▶ _TEXTE FOURNI_
Avis juridique important
Arrêt de la Cour (sixième chambre) du 6 février 1997. - Finanzamt Augsburg-Stadt contre Marktgemeinde Welden. - Demande de décision préjudicielle: Bundesfinanzhof - Allemagne. - Sixième directive TVA - Location de biens immeubles - Autorité publique. - Affaire C-247/95.
Recueil de jurisprudence 1997 page I-00779
Sommaire
Parties
Motifs de l'arrêt
Décisions sur les dépenses
Dispositif
Dispositions fiscales - Harmonisation des législations - Taxes sur le chiffre d'affaires - Système commun de taxe sur la valeur ajoutée - Assujettis - Organismes de droit public - Non-assujettissement pour les activités exercées en tant qu'autorités publiques - Notion - Inclusion, au choix des États membres, des activités exonérées en vertu de l'article 13 de la sixième directive, indépendamment de leur mode d'exercice
(Directive du Conseil 77/388, art. 4, § 5, al. 4)
L'article 4, paragraphe 5, quatrième alinéa, de la sixième directive 77/388 en matière d'harmonisation des législations des États membres relatives aux taxes sur le chiffre d'affaires doit être interprété en ce sens qu'il permet aux États membres de considérer que les activités énumérées à l'article 13 de la même directive sont exercées par des organismes de droit public en tant qu'autorités publiques, même si elles sont exercées d'une manière analogue à celles d'un opérateur économique privé. En effet, ladite disposition n'opère aucune distinction au sein des activités dont l'exonération est prévue par l'article 13 et que les États membres sont autorisés à considérer comme des activités de l'autorité publique dès lors qu'elles sont exercées par un organisme de droit public.

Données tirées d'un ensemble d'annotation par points
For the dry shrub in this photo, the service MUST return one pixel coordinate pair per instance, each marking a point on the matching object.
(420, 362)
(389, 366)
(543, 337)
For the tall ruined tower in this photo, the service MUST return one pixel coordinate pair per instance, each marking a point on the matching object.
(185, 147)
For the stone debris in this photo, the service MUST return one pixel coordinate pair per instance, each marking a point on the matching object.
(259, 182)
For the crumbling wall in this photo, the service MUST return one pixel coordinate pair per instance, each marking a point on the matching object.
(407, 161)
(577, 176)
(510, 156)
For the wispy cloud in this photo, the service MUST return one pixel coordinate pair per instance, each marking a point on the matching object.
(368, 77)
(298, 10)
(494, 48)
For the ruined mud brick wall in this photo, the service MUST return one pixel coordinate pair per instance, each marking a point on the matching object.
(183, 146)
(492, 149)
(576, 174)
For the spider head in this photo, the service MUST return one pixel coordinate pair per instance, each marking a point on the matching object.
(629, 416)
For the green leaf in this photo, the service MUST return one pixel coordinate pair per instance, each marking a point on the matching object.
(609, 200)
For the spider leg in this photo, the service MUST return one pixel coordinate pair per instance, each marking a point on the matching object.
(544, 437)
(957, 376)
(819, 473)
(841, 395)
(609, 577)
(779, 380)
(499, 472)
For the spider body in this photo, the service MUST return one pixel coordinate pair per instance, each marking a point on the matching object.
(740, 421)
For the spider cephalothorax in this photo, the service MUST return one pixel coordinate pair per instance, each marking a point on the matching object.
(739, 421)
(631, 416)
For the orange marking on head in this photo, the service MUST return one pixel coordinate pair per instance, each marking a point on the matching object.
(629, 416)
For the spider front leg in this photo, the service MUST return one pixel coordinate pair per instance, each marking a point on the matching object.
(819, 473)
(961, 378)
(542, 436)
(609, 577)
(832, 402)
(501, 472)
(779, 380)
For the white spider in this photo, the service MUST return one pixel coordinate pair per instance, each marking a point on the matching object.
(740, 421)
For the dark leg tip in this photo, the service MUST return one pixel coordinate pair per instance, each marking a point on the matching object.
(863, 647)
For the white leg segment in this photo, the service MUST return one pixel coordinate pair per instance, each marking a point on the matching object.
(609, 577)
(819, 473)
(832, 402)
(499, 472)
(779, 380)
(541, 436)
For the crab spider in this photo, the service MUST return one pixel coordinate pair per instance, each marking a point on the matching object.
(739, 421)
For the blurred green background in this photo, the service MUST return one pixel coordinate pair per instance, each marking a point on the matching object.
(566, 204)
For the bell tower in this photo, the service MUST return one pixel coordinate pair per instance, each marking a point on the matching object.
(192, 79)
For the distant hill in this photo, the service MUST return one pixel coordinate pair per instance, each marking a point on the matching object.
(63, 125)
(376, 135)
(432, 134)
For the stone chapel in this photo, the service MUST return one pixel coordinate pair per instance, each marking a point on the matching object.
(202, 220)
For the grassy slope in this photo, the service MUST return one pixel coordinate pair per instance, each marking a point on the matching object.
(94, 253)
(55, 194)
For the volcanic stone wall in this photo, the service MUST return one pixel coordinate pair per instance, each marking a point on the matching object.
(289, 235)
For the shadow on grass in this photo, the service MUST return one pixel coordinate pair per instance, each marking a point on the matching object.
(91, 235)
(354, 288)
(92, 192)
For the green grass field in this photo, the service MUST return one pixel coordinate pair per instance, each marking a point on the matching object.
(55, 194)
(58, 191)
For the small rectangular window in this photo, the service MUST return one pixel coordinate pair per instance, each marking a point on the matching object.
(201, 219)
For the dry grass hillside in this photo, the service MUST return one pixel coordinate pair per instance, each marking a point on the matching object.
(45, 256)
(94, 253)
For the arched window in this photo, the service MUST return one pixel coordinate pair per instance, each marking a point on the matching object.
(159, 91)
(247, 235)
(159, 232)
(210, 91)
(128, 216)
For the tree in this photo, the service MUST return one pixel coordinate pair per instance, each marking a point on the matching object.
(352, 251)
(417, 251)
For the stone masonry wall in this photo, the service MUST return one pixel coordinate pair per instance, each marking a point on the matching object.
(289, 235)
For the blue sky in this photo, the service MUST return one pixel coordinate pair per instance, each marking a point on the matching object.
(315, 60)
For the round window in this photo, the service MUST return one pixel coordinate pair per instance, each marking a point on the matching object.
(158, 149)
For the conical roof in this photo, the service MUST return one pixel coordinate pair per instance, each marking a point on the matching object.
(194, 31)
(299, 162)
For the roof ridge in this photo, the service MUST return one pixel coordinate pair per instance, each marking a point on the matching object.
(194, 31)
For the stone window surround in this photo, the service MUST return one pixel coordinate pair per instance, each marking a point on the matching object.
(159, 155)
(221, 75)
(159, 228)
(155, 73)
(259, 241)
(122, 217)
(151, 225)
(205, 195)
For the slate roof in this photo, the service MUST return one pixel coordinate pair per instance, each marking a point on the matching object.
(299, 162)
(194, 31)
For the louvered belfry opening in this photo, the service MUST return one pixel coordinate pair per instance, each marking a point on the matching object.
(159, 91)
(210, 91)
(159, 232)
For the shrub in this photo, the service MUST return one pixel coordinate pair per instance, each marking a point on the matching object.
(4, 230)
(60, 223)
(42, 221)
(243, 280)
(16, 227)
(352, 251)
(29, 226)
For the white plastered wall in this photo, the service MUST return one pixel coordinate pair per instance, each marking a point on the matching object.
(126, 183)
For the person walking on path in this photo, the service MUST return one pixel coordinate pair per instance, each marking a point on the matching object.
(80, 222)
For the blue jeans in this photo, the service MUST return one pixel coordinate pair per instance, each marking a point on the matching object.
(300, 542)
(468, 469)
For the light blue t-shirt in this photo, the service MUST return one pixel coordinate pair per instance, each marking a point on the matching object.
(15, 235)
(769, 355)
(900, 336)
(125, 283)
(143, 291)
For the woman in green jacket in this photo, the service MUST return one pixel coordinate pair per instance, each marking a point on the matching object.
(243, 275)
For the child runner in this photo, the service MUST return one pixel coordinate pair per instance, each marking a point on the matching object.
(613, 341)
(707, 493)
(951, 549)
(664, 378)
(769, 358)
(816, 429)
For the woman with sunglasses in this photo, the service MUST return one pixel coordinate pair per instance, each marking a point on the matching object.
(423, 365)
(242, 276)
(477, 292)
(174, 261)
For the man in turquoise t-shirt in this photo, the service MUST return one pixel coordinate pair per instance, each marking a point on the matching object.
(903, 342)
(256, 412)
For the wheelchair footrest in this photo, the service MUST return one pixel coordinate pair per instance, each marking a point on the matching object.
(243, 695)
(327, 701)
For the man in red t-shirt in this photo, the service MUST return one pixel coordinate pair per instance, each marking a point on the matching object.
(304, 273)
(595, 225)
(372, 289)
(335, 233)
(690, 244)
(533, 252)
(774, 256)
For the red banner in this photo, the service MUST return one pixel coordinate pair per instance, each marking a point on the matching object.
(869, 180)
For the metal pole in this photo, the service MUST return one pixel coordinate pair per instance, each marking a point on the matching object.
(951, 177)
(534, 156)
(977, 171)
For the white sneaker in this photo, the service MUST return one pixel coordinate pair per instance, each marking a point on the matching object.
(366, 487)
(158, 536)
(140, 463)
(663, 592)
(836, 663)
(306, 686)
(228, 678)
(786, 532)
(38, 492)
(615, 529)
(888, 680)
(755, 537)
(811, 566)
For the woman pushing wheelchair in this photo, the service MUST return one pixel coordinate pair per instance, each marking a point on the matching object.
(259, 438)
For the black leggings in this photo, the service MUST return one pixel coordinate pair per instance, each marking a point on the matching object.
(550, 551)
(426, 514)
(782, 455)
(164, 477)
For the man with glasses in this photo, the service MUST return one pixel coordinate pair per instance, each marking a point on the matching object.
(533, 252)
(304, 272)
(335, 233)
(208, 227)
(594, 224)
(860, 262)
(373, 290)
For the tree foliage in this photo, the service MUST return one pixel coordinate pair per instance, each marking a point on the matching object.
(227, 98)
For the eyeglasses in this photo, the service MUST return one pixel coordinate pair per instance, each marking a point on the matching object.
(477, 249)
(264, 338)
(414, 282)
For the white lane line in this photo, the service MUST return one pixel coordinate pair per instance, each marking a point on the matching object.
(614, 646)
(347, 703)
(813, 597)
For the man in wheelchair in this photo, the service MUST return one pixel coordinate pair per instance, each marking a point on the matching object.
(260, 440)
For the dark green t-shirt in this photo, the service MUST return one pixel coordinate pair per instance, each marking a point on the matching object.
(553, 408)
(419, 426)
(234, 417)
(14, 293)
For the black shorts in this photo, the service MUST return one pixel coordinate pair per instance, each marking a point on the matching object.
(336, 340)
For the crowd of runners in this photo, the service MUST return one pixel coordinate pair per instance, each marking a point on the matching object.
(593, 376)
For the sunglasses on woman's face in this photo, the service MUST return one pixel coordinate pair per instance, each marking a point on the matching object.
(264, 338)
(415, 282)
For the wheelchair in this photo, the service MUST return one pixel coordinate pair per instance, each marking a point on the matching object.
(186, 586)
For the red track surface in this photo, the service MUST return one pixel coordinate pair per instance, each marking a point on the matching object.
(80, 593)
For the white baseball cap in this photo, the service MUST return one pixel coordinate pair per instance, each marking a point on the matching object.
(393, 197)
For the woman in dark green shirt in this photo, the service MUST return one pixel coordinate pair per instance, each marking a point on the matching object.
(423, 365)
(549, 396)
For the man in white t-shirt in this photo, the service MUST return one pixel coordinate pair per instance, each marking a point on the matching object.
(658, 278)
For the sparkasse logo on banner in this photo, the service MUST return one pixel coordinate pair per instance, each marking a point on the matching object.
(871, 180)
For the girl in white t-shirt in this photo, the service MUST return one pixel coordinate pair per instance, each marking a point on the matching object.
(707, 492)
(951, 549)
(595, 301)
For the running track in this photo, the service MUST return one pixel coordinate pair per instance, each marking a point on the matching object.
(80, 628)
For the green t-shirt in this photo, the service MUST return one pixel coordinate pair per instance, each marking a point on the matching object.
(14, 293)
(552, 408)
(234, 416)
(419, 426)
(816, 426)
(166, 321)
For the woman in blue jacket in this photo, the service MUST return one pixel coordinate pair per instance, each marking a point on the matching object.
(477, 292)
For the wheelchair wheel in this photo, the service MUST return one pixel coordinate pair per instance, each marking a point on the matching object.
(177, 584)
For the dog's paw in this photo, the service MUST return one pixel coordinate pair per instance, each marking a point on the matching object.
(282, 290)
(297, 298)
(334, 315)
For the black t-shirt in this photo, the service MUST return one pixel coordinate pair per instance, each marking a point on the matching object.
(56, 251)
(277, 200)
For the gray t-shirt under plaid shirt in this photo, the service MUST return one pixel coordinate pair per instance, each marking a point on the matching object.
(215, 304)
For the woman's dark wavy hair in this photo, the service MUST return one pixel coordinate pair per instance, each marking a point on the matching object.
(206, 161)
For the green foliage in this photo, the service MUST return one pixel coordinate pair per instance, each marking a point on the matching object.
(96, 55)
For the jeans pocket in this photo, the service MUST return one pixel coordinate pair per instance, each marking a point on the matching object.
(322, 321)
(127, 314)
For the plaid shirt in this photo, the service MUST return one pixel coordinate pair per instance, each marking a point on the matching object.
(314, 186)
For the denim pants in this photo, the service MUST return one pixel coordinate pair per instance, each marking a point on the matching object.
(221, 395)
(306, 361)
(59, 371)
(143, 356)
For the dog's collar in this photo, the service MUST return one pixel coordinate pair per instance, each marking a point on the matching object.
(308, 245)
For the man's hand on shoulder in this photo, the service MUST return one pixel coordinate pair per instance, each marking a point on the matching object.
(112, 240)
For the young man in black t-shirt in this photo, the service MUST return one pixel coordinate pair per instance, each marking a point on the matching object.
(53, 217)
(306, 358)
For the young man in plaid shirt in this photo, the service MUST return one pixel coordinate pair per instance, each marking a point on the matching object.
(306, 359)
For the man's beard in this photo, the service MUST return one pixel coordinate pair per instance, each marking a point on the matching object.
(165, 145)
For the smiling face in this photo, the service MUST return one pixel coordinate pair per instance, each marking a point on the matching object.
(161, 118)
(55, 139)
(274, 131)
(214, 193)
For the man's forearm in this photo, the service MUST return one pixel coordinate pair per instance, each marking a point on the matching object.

▶ _CONSIGNE 1_
Citez mot pour mot le passage de l'arrêt sur la sixième directive TVA qui s'ouvre sur les mots contenant « Avis juridique important » et se clôt par « - Affaire C-247/95. ».
▶ _CONSIGNE 2_
Prolongez l'arrêt sur la sixième directive TVA à partir de sa dernière phrase.
Les données ne servent à rien ici.

▶ _RÉPONSE FINALE 1_
Avis juridique important
Arrêt de la Cour (sixième chambre) du 6 février 1997. - Finanzamt Augsburg-Stadt contre Marktgemeinde Welden. - Demande de décision préjudicielle: Bundesfinanzhof - Allemagne. - Sixième directive TVA - Location de biens immeubles - Autorité publique. - Affaire C-247/95.

▶ _RÉPONSE FINALE 2_
Dans l'affaire C-247/95,
ayant pour objet une demande adressée à la Cour, en application de l'article 177 du traité CE, par le Bundesfinanzhof (Allemagne) et tendant à obtenir, dans le litige pendant devant cette juridiction entre
Finanzamt Augsburg-Stadt
et
Marktgemeinde Welden,
une décision à titre préjudiciel sur l'interprétation de l'article 4, paragraphes 1, 2 et 5, et de l'article 13, B et C, de la sixième directive 77/388/CEE du Conseil, du 17 mai 1977, en matière d'harmonisation des législations des États membres relatives aux taxes sur le chiffre d'affaires - Système commun de taxe sur la valeur ajoutée: assiette uniforme (JO L 145, p. 1),
LA COUR
(sixième chambre),
composée de MM. G. F. Mancini, président de chambre, J. L. Murray, C. N. Kakouris, P. J. G. Kapteyn et H. Ragnemalm (rapporteur), juges,
avocat général: M. A. La Pergola,
greffier: M. R. Grass,
considérant les observations écrites présentées:
- pour le Finanzamt Augsburg-Stadt, par M. Alto Schwarz, leitender Regierungsdirektor, Amtvorsteher, en qualité d'agent,
- pour la Commission des Communautés européennes, par M. Juergen Grunwald, conseiller juridique, en qualité d'agent,
vu le rapport du juge rapporteur,
ayant entendu l'avocat général en ses conclusions à l'audience du 24 octobre 1996,
rend le présent
Arrêt
1 Par ordonnance du 21 mars 1995, parvenue à la Cour le 17 juillet suivant, le Bundesfinanzhof a posé à la Cour, en application de l'article 177 du traité CE, trois questions préjudicielles relatives à l'interprétation de l'article 4, paragraphes 1, 2 et 5, et de l'article 13, B et C, de la sixième directive 77/388/CEE du Conseil, du 17 mai 1977, en matière d'harmonisation des législations des États membres relatives aux taxes sur le chiffre d'affaires - Système commun de taxe sur la valeur ajoutée: assiette uniforme (JO L 145, p. 1, ci-après la «sixième directive»).
2 Ces questions ont été soulevées dans le cadre d'un litige opposant le Finanzamt Augsburg-Stadt à la Marktgemeinde Welden, une commune allemande (ci-après la «commune»), au sujet de sa qualité d'assujetti au régime de la TVA.
3 L'article 4 de la sixième directive définit l'assujetti. En ce qui concerne les organismes de droit public, son paragraphe 5 dispose:
«Les États, les régions, les départements, les communes et les autres organismes de droit public ne sont pas considérés comme des assujettis pour les activités ou opérations qu'ils accomplissent en tant qu'autorités publiques, même lorsque, à l'occasion de ces activités ou opérations, ils perçoivent des droits, redevances, cotisations ou rétributions.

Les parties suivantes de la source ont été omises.